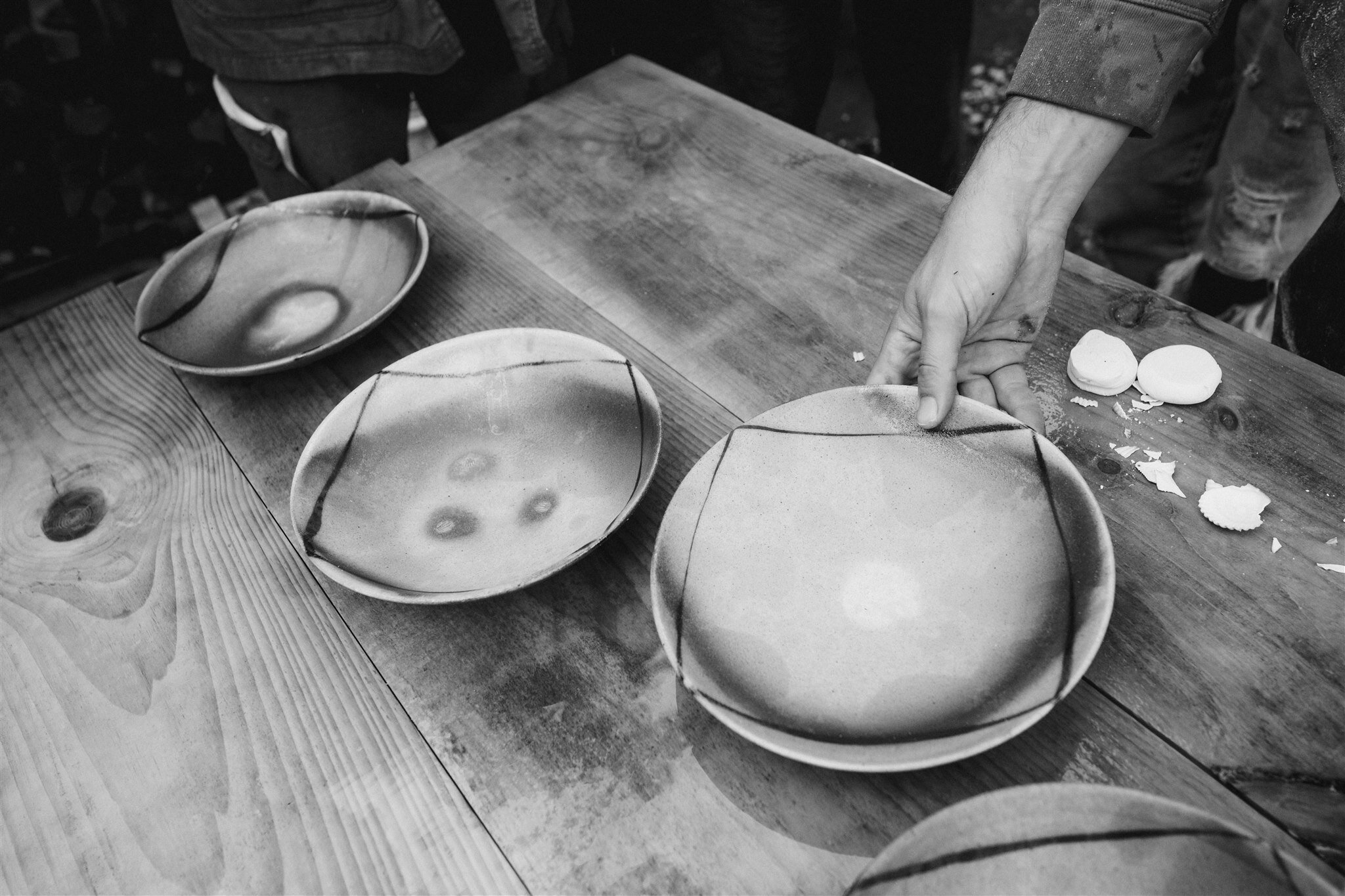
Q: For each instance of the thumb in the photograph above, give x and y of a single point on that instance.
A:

==

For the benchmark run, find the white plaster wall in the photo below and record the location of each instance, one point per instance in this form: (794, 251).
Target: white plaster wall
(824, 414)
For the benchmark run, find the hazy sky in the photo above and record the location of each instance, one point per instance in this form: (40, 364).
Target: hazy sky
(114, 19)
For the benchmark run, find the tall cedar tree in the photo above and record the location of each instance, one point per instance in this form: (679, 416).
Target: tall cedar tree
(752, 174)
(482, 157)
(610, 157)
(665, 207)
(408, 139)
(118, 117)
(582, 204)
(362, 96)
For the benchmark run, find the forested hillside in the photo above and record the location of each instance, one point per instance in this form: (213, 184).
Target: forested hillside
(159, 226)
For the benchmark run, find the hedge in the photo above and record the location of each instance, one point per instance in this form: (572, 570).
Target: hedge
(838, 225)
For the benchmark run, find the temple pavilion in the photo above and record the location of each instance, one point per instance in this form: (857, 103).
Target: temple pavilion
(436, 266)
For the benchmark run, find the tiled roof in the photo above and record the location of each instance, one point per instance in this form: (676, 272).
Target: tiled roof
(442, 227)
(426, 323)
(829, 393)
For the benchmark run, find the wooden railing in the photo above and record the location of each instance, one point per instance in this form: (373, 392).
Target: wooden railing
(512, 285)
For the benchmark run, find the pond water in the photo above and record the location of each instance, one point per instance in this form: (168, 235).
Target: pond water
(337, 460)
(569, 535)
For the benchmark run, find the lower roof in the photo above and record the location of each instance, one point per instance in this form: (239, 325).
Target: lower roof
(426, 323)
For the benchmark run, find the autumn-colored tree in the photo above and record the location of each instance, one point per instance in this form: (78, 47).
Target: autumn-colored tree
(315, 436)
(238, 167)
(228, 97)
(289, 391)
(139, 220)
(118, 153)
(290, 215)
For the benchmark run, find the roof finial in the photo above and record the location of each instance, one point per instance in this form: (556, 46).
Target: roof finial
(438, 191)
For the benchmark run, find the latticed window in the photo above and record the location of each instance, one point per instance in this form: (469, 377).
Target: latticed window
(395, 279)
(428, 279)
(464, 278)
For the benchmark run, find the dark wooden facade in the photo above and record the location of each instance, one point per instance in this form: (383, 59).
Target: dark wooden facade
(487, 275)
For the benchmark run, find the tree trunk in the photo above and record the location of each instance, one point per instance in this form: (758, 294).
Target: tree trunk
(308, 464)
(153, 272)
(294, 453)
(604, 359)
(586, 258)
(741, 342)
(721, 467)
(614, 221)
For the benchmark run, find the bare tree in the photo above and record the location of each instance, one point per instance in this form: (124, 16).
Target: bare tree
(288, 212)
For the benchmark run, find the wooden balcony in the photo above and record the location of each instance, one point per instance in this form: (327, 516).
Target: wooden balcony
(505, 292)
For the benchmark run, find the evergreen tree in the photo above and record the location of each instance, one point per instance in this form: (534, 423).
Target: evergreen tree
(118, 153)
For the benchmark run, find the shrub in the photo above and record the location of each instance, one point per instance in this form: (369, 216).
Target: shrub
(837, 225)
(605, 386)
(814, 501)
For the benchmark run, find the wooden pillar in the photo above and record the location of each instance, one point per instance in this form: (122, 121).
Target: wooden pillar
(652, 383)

> [GIVEN PROBLEM]: Collect every line in the rows above that contains the string "facade", treating uppercase and lowercase as different.

> [SOLUTION TO THIS PROBLEM]:
For the benchmark run, find the dark wooden facade in the photo above and record the location of each instance, one point per instance in this form: (383, 59).
Target: dark wooden facade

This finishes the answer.